— Begin EXERCISE MATERIALS —

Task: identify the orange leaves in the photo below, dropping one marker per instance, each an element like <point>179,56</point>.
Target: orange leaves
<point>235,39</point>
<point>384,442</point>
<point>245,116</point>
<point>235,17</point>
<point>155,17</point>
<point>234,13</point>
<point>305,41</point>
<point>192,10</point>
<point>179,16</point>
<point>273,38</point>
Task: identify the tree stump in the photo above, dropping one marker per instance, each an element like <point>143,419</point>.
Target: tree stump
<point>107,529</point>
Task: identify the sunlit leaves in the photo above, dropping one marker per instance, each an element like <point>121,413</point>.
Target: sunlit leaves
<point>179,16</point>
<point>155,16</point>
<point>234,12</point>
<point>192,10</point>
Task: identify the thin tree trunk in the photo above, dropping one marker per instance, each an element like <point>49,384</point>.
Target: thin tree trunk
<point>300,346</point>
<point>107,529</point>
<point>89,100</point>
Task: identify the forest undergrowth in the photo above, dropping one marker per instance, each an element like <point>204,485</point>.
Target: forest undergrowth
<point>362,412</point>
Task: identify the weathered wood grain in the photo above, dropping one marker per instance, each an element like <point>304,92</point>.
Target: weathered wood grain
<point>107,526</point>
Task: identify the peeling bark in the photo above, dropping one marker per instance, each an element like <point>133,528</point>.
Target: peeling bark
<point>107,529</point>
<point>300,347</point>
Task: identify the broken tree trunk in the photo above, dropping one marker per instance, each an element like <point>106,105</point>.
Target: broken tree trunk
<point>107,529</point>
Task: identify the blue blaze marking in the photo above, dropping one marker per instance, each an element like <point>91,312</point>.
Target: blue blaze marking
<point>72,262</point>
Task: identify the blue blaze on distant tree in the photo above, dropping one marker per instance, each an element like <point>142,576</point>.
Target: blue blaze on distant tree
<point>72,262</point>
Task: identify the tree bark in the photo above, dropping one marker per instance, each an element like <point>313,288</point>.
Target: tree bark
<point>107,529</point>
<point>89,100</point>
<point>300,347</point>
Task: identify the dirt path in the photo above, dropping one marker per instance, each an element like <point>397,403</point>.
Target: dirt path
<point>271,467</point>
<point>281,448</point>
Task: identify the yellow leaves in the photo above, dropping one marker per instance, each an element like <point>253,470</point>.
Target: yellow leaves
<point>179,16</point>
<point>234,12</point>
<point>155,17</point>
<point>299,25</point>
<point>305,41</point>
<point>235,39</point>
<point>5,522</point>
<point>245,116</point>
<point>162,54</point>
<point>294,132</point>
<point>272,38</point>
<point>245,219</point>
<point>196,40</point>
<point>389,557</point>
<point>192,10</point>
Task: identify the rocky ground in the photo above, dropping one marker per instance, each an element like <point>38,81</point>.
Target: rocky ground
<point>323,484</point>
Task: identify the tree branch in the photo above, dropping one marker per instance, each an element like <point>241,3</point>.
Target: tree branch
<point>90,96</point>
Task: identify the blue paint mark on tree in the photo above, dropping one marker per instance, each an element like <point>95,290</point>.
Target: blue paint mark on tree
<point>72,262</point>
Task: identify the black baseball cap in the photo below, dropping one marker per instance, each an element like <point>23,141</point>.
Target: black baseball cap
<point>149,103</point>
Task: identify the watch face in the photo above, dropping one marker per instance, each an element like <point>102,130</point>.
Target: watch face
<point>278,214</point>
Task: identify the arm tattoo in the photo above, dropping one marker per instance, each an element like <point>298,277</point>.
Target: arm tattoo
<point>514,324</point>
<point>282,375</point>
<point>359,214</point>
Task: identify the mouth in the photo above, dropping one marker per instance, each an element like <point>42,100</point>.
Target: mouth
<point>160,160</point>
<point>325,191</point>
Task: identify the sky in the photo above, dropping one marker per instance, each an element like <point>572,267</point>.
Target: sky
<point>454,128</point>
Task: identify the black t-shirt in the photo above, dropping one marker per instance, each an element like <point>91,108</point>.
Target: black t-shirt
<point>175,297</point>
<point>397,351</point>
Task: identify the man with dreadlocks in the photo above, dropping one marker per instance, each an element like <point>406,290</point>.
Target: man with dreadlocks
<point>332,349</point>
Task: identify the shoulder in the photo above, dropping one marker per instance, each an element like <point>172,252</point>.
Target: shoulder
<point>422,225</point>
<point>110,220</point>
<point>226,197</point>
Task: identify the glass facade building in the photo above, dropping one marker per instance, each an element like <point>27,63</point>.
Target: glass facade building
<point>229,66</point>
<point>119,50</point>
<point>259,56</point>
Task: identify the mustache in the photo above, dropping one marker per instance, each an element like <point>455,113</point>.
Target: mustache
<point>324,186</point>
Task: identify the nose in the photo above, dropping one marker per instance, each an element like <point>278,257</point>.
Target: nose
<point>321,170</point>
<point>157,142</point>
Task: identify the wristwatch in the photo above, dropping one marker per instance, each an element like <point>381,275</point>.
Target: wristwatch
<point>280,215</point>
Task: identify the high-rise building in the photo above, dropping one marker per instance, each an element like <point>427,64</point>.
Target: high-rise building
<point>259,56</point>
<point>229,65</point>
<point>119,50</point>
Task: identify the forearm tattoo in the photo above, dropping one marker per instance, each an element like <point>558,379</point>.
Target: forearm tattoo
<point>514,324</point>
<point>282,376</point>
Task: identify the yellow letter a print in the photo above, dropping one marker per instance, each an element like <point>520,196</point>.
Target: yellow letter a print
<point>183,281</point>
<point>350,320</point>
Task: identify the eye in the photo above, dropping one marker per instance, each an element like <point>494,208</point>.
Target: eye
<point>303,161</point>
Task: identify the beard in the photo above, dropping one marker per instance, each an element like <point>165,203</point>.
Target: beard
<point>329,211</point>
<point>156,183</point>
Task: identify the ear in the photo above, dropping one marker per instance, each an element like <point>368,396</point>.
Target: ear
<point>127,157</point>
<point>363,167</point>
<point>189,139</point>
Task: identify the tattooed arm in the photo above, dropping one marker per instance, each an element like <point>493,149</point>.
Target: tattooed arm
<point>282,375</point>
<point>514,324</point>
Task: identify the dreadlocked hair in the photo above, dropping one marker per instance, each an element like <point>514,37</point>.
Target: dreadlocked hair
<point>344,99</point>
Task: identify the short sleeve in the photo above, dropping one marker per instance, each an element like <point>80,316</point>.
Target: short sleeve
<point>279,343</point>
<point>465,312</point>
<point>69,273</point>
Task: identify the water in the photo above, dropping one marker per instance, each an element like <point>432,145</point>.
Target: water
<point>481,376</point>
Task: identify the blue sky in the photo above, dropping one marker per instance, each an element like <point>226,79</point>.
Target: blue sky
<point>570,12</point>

— End EXERCISE MATERIALS —

■ THE PROBLEM
Please return all of the items above, reproducing every line without any change.

■ SOLVED PROBLEM
Task: identify the orange leaves in the photo below, dropping one marker per instance, each an element like <point>179,56</point>.
Target: orange leaves
<point>235,39</point>
<point>384,442</point>
<point>245,116</point>
<point>235,17</point>
<point>155,17</point>
<point>234,13</point>
<point>305,41</point>
<point>192,10</point>
<point>179,16</point>
<point>273,38</point>
Task: identify the tree stump in the photo above, dropping one marker per instance, each an element like <point>143,419</point>.
Target: tree stump
<point>107,529</point>
Task: identify the sunlit leaves in the photo above, dropping one marker per instance, each an element like <point>121,413</point>.
Target: sunlit leaves
<point>179,16</point>
<point>155,16</point>
<point>234,12</point>
<point>192,10</point>
Task: identify the thin tree trunk in the photo above, dropping one marker per instance, each an element like <point>49,384</point>.
Target: thin tree trunk
<point>300,346</point>
<point>107,529</point>
<point>89,100</point>
Task: identify the forest undergrowth in the photo above, dropping one marker per instance, each an element like <point>204,485</point>.
Target: forest undergrowth
<point>362,412</point>
Task: identify the weathered wood grain in the photo above, dropping one marker per instance, each an element like <point>304,92</point>.
Target: weathered wood grain
<point>107,526</point>
Task: identify the peeling bark in the photo above, dropping one marker per instance, each an element like <point>133,528</point>.
Target: peeling bark
<point>107,529</point>
<point>300,347</point>
Task: identify the broken tree trunk in the photo above, dropping one marker per instance, each an element like <point>106,105</point>.
Target: broken tree trunk
<point>107,529</point>
Task: identify the blue blaze marking in the photo above, dropping one marker per instance, each an element like <point>91,312</point>.
Target: blue blaze marking
<point>72,262</point>
Task: identify the blue blaze on distant tree in the photo above, dropping one marker per instance, each an element like <point>142,576</point>.
Target: blue blaze on distant tree
<point>72,262</point>
Task: identify the tree bark in the photo above, dropping one marker per instance, each an element like <point>313,288</point>.
Target: tree bark
<point>107,529</point>
<point>89,100</point>
<point>300,347</point>
Task: identify the dirt path in the photo above, dropping one marker per instance, each an element like <point>397,403</point>.
Target: dirt path
<point>271,467</point>
<point>281,448</point>
Task: identify the yellow leaves in the photo above, dropping one marker per instance, each an element like <point>253,470</point>.
Target: yellow leaves
<point>179,16</point>
<point>234,12</point>
<point>155,17</point>
<point>299,25</point>
<point>305,41</point>
<point>235,39</point>
<point>5,522</point>
<point>245,116</point>
<point>162,54</point>
<point>294,132</point>
<point>272,38</point>
<point>245,219</point>
<point>196,40</point>
<point>389,557</point>
<point>192,10</point>
Task: identify the rocky ground in the photo above, dropping one marker per instance, each an element like <point>38,81</point>.
Target: rocky ground
<point>323,484</point>
Task: identify the tree branch in the photo above, dropping one marker per instance, each an element like <point>241,3</point>.
Target: tree branch
<point>90,96</point>
Task: identify the blue paint mark on tree in the photo above, dropping one marker per instance, each an element like <point>95,290</point>.
Target: blue paint mark on tree
<point>72,262</point>
Task: identify the black baseball cap in the photo below, dropping one marker per instance, each an element like <point>23,141</point>.
Target: black baseball cap
<point>149,103</point>
Task: identify the watch face in the photo above, dropping one marker per instance, each an element like <point>102,130</point>.
Target: watch face
<point>278,214</point>
Task: identify the arm tattoo in the photo above, dropping one marker per instance, each an element like <point>298,277</point>.
Target: arm tattoo
<point>514,324</point>
<point>282,375</point>
<point>359,214</point>
Task: identify the mouth in the photo above, dropping one marker per instance, each an element like <point>42,100</point>.
Target: mouth
<point>160,160</point>
<point>325,191</point>
Task: identify the sky in the photo above, dropping one marker per instance, each an element like <point>572,267</point>.
Target: sky
<point>454,128</point>
Task: identify the black t-shirt in the photo above, dropping one marker per instance, each an element like <point>91,108</point>.
Target: black t-shirt
<point>175,297</point>
<point>397,351</point>
Task: identify the man with dreadlocks in the photo above, dropping one marker per instance, each an element like <point>406,290</point>.
Target: man with dreadlocks
<point>332,349</point>
Task: identify the shoulder in the photo above, dropping one marker per instance, each an element like <point>172,252</point>.
Target: shoulder
<point>422,225</point>
<point>110,220</point>
<point>226,197</point>
Task: identify the glass facade building in the photo above, dropping one marker per instance, each an element like <point>27,63</point>.
Target: glass facade building
<point>229,66</point>
<point>119,50</point>
<point>259,56</point>
Task: identify the mustache in the photo above, dropping one marker per instance, each an element like <point>455,113</point>.
Target: mustache
<point>324,186</point>
Task: identify the nose in the photo above, dropping one marker per instance, each an element like <point>278,257</point>.
Target: nose
<point>321,170</point>
<point>157,142</point>
Task: identify the wristwatch in the photo above, dropping one marker per instance, each an element like <point>381,275</point>.
Target: wristwatch
<point>280,215</point>
Task: identify the high-rise building in the photo above, dropping one marker per instance, each an element like <point>427,64</point>.
Target: high-rise building
<point>259,56</point>
<point>229,65</point>
<point>119,50</point>
Task: identify the forearm tattoo in the photo above, dropping one marker per instance, each an element like <point>558,379</point>.
Target: forearm tattoo
<point>514,324</point>
<point>282,376</point>
Task: identify the yellow letter a print in the photo above, dropping one marker per instance, each an element like <point>520,196</point>.
Target: yellow letter a print
<point>183,281</point>
<point>350,320</point>
Task: identify the eye in the photo above, dropping one marker per instance, each an element like <point>494,208</point>.
Target: eye
<point>303,161</point>
Task: identify the beard in the photo above, dropping one marker per instance, each an element like <point>165,203</point>.
Target: beard
<point>329,211</point>
<point>156,183</point>
Task: identify the ear in the photo above, dropping one marker per instance, each an element like <point>368,396</point>.
Target: ear
<point>127,157</point>
<point>363,167</point>
<point>189,139</point>
Task: identify the tattooed arm in the photo above, dropping one marker per instance, each an element like <point>493,149</point>.
Target: tattooed arm
<point>282,375</point>
<point>514,324</point>
Task: identify the dreadlocked hair in the photo above, dropping one marker per instance, each an element like <point>514,37</point>.
Target: dreadlocked hair
<point>344,99</point>
Task: identify the short sleeve in the photo above, dropping one marker per instance, each an element like <point>80,316</point>.
Target: short sleeve
<point>279,343</point>
<point>465,312</point>
<point>69,273</point>
Task: identify the water in the photo above, dropping one marker per instance, each an element like <point>432,145</point>.
Target: water
<point>481,376</point>
Task: identify the blue sky in the photo above, dropping one marker per instance, each an element like <point>226,79</point>.
Target: blue sky
<point>570,12</point>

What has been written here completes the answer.